(Image region labeling entries)
— Start —

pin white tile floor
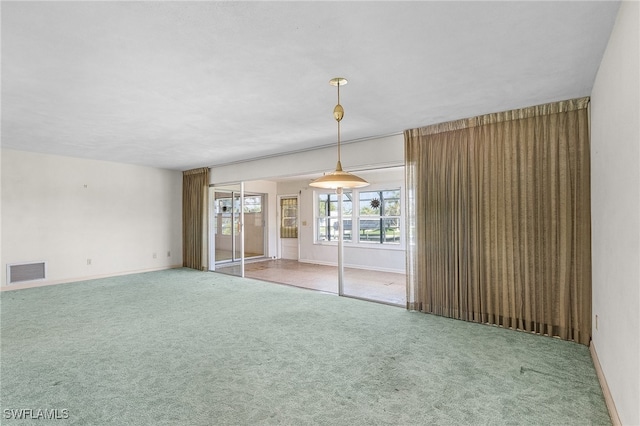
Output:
[217,259,407,306]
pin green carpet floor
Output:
[0,269,610,425]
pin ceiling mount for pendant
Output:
[309,77,369,189]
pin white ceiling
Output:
[1,1,619,170]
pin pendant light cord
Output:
[336,81,341,163]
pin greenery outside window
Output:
[358,189,400,244]
[316,188,401,245]
[316,192,353,241]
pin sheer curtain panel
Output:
[405,98,591,344]
[182,167,209,271]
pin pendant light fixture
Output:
[309,77,369,189]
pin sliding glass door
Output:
[209,183,265,276]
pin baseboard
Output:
[589,340,622,426]
[0,265,182,292]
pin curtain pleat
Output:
[405,98,591,344]
[182,167,209,271]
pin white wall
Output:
[1,149,182,288]
[591,2,640,425]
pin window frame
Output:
[313,183,406,250]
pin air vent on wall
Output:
[7,262,47,284]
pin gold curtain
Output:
[405,98,591,344]
[182,167,209,271]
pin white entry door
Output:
[279,195,298,260]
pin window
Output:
[316,192,353,241]
[358,189,400,244]
[316,188,402,245]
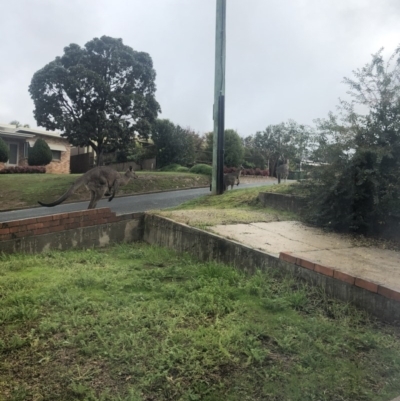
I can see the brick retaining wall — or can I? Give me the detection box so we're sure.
[0,208,144,253]
[0,208,118,241]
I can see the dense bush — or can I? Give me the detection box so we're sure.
[28,138,53,166]
[303,48,400,235]
[0,138,10,163]
[0,166,46,174]
[189,164,212,176]
[160,163,182,171]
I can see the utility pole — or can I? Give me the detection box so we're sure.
[211,0,226,195]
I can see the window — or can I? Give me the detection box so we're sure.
[51,150,61,160]
[7,143,18,166]
[24,142,29,158]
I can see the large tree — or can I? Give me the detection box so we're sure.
[253,120,312,175]
[29,36,160,165]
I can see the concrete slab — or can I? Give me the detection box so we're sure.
[210,221,400,292]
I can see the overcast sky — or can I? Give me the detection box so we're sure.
[0,0,400,136]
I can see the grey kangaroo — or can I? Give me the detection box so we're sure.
[276,160,289,184]
[38,166,138,209]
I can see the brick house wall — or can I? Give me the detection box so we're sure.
[0,134,71,174]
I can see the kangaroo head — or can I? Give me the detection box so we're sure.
[125,166,138,180]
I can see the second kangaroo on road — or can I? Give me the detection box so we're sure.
[38,166,138,209]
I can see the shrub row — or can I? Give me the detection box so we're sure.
[224,167,269,177]
[0,166,46,174]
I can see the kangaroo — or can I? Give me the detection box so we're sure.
[38,166,138,209]
[276,160,289,184]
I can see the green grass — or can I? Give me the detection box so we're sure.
[0,171,210,210]
[264,182,310,196]
[0,243,400,401]
[167,186,298,220]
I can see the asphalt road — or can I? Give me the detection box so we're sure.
[0,180,276,222]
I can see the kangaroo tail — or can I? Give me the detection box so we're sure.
[38,176,84,207]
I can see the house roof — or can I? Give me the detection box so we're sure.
[0,123,66,140]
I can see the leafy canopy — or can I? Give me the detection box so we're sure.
[29,36,160,164]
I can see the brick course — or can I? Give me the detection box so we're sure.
[0,208,118,241]
[279,252,400,301]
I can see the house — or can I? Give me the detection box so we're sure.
[0,123,71,174]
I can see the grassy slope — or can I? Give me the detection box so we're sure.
[0,244,400,401]
[0,172,210,210]
[153,185,299,229]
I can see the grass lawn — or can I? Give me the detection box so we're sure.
[0,243,400,401]
[0,171,210,210]
[155,185,299,230]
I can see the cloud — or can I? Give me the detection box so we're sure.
[0,0,400,136]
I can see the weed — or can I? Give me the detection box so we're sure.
[0,243,400,401]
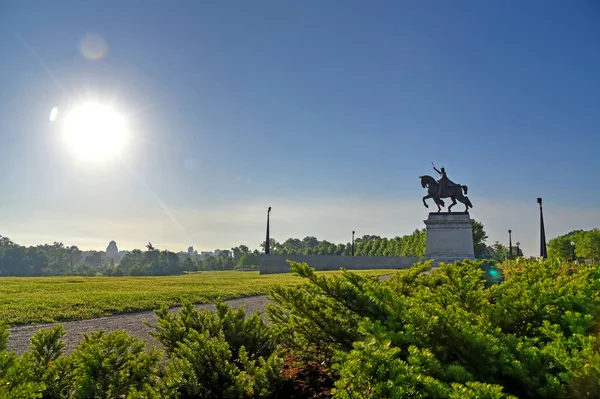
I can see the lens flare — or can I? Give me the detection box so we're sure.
[79,34,108,61]
[48,107,58,122]
[63,103,127,159]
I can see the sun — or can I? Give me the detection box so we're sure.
[63,103,127,159]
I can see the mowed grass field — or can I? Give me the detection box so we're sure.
[0,270,394,326]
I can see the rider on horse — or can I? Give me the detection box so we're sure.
[431,162,454,198]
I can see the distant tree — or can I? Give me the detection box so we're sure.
[575,229,600,263]
[473,221,488,257]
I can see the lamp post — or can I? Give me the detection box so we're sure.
[265,207,271,255]
[537,198,548,259]
[508,230,519,259]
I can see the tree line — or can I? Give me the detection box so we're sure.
[0,221,536,276]
[548,229,600,263]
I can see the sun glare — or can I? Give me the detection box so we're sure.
[64,103,127,159]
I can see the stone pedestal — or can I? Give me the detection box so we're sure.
[424,212,475,265]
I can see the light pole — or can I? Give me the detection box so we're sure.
[508,230,519,259]
[538,198,548,259]
[265,207,271,255]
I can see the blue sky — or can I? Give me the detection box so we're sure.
[0,1,600,255]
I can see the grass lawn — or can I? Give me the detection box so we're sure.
[0,270,394,325]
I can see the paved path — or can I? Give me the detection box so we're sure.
[8,295,269,355]
[8,274,390,355]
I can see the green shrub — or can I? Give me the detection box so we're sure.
[67,330,162,398]
[149,302,283,398]
[268,260,600,397]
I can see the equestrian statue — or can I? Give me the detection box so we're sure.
[419,162,473,212]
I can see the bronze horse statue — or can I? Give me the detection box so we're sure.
[419,175,473,212]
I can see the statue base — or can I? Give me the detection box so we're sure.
[423,212,475,266]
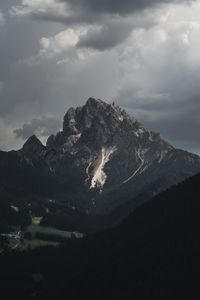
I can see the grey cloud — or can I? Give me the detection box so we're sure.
[64,0,191,15]
[77,23,132,50]
[13,117,61,140]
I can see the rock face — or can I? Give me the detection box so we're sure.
[0,98,200,229]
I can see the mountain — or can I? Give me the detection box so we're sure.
[0,98,200,230]
[0,171,200,300]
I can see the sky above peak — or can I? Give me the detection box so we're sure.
[0,0,200,154]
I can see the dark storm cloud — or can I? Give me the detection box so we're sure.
[77,23,132,50]
[64,0,191,15]
[13,117,61,140]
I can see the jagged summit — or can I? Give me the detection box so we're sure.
[15,98,200,212]
[22,135,45,151]
[0,98,200,224]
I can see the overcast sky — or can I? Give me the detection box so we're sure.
[0,0,200,154]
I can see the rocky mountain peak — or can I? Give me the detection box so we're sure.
[22,135,45,154]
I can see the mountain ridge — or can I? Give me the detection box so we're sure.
[0,98,200,232]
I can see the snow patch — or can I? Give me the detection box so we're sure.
[122,149,144,184]
[90,147,117,190]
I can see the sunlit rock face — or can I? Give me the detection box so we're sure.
[2,98,200,218]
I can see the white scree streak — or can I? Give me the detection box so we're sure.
[90,147,117,189]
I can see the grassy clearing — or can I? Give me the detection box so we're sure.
[26,217,83,239]
[18,239,59,251]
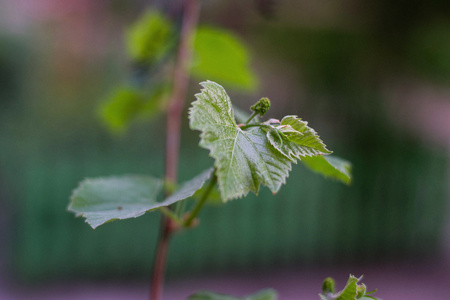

— End —

**What to do:**
Revise the listing, beginning at the line that has "pin white ceiling" and stopping after the line that has "[313,183,406,250]", by changing "pendant" to "hanging" throughout and leaving everything else as it is. Give back only those revised lines.

**Response to this task:**
pin white ceiling
Output:
[1,1,619,170]
pin hanging light cord
Output:
[336,81,341,163]
pin greenery outside window
Output:
[358,189,400,244]
[316,188,401,245]
[316,192,353,241]
pin sheer curtain panel
Output:
[405,98,591,344]
[182,167,209,271]
pin hanging light fixture
Output:
[309,77,369,189]
pin sliding glass door
Output:
[209,183,265,276]
pin baseboard
Output:
[589,340,622,426]
[0,265,182,292]
pin curtain pleat
Output:
[405,98,591,344]
[182,167,209,271]
pin white wall
Output:
[1,149,182,288]
[591,2,640,425]
pin window frame
Output:
[313,183,406,250]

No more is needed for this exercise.